WORK INSTRUCTION |
Check every line below for the word "grille" and copy the ones that have it.

SUPPLIED DATA |

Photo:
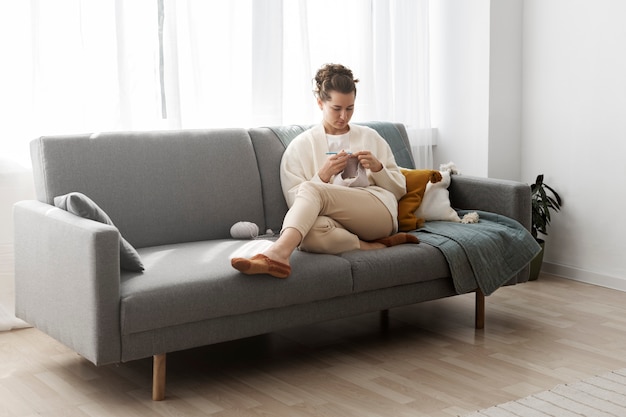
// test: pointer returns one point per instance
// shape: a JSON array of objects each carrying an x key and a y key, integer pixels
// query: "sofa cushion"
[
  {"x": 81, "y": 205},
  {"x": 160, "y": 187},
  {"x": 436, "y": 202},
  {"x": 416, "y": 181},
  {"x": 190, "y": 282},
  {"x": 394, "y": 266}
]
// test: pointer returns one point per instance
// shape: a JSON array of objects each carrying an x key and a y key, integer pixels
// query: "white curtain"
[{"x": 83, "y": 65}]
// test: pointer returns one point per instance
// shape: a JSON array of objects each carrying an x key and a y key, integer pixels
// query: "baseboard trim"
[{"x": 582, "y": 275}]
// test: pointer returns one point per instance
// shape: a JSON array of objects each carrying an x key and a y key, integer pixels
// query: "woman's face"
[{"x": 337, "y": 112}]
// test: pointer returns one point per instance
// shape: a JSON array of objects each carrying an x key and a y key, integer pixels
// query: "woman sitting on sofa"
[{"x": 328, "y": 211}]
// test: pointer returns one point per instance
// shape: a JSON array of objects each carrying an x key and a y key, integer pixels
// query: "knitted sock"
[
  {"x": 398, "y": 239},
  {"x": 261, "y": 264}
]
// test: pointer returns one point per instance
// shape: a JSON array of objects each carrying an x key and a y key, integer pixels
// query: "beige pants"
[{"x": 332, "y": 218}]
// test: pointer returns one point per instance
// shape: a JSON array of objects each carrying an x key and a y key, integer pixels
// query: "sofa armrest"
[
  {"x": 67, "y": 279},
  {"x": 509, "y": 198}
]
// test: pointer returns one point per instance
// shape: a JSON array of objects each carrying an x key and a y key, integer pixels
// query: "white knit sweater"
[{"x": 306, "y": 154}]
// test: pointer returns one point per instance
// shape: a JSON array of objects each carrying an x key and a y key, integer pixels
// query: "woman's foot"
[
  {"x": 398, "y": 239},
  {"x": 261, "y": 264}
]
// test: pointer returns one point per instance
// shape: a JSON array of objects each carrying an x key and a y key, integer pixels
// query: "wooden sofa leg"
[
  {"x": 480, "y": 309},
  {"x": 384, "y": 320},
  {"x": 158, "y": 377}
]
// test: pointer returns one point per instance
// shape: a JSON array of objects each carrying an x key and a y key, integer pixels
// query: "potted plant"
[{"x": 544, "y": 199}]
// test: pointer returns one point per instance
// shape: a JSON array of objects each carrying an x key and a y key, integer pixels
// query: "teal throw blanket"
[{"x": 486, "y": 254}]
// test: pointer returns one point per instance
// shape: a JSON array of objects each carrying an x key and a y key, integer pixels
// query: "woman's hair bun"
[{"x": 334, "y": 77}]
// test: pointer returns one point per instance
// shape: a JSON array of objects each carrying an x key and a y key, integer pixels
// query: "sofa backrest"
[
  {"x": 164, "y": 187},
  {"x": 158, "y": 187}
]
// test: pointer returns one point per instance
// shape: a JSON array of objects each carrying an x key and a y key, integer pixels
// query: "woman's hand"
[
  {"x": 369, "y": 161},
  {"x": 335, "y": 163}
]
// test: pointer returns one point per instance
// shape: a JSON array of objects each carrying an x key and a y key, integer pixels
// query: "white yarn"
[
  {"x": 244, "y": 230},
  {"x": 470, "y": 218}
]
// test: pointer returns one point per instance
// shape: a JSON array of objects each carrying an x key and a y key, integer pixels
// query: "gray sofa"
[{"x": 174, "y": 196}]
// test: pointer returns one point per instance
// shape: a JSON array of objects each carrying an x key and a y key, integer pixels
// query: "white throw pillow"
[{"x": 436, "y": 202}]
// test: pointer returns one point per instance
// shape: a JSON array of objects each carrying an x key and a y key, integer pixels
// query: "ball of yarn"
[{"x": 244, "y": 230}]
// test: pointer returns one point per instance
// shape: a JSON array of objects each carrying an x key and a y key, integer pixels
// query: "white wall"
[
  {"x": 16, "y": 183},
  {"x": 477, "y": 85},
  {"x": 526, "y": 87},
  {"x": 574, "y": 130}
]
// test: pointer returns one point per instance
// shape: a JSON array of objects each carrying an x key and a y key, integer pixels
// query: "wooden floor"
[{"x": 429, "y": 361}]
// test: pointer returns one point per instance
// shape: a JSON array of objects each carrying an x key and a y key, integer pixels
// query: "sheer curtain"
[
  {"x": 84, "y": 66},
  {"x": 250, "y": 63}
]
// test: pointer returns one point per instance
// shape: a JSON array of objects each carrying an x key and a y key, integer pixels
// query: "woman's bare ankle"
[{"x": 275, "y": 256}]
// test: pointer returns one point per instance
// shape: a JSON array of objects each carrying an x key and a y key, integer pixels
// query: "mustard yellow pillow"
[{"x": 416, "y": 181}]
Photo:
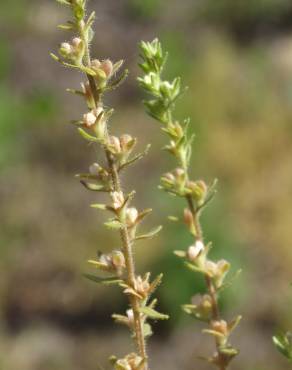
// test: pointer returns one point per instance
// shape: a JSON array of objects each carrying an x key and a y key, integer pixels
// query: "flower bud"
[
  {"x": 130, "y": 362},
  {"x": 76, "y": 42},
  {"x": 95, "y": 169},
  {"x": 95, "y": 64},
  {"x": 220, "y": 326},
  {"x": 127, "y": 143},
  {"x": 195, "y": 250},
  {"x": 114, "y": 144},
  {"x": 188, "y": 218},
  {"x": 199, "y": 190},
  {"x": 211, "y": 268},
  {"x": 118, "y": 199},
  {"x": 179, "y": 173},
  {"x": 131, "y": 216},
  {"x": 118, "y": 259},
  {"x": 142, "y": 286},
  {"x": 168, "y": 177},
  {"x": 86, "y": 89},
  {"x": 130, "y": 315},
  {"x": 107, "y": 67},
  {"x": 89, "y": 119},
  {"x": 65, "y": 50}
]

==

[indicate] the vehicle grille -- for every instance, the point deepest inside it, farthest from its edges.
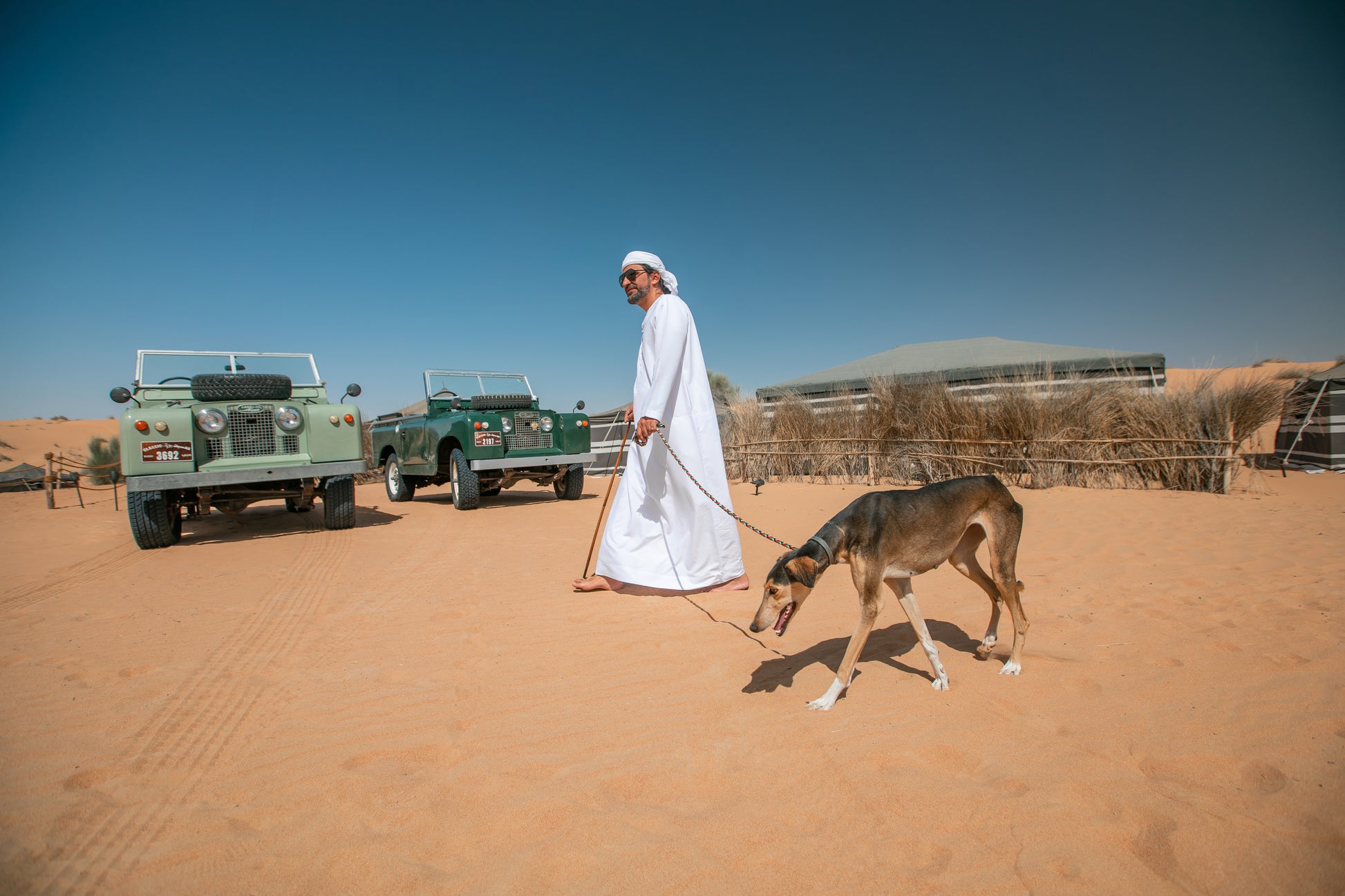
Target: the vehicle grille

WRITTEN REPLY |
[indicate] the vehicle grille -- for every instance, the point deepest inside it, farthest from its edges.
Target: the vehicle grille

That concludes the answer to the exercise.